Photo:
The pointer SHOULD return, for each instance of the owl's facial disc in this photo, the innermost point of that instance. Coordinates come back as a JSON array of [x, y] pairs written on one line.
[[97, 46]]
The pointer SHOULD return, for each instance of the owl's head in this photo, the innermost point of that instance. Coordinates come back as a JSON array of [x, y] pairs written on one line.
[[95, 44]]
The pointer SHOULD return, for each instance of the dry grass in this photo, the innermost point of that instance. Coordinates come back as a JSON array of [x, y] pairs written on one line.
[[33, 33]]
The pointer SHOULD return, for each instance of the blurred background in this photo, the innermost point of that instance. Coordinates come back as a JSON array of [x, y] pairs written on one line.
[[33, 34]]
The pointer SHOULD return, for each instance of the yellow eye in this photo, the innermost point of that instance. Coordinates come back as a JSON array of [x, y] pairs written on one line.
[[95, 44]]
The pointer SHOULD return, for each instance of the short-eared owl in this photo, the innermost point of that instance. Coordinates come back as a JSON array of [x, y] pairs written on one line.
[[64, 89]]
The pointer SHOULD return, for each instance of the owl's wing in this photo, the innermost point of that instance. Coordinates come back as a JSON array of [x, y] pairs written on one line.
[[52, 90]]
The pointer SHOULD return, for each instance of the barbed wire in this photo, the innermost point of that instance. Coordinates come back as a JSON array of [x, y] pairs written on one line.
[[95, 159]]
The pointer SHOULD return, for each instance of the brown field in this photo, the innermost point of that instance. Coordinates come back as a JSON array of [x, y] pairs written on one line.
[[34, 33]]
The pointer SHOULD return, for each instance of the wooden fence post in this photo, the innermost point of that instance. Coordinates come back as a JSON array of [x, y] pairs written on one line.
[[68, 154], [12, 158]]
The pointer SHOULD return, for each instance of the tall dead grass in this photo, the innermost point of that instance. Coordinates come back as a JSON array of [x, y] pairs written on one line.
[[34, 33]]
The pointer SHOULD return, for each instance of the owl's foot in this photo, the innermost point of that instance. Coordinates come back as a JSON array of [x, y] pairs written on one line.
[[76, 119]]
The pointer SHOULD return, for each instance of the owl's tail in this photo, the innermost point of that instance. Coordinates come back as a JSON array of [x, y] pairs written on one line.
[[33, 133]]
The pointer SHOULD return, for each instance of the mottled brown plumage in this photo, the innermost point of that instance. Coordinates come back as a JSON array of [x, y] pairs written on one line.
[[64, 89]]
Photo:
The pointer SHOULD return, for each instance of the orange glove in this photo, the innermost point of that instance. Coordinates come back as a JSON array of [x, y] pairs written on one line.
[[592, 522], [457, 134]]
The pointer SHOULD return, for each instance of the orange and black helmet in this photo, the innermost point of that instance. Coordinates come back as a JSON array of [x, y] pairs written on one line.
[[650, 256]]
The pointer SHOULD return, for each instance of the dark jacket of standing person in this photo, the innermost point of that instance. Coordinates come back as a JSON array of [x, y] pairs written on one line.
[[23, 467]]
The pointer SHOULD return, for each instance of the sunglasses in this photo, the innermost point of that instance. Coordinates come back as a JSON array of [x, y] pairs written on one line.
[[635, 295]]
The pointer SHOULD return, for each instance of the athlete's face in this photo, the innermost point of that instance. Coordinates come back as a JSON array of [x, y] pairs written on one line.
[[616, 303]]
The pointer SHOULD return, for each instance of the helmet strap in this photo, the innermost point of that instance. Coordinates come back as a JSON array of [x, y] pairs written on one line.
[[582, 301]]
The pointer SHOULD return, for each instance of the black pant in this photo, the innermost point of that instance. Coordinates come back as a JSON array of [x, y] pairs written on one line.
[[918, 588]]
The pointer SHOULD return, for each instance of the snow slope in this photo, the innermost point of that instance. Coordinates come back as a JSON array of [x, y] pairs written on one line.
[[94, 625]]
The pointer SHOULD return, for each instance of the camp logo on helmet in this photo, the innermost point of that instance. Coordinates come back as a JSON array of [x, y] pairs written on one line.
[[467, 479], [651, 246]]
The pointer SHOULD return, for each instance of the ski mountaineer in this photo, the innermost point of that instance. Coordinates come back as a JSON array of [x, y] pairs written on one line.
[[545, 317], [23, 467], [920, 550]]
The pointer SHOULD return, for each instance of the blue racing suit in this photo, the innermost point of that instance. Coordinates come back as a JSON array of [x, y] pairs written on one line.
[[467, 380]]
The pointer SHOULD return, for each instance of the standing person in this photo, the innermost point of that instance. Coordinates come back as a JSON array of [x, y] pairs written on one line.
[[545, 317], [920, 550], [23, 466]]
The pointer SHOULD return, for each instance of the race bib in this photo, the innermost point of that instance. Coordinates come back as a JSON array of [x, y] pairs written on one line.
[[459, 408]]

## The request
Print every one of the lines above, from the line containing "The pointer SHOULD return, for each instance of the dark" down to the line containing "[[23, 467]]", keeping both of those lines and changing nothing.

## Task response
The pointer SHOULD return, for each instance of the dark jacket of standing person in this photo, the innermost point of that instance. Coordinates come back as a JSON array of [x, y] pairs written on one line.
[[23, 467]]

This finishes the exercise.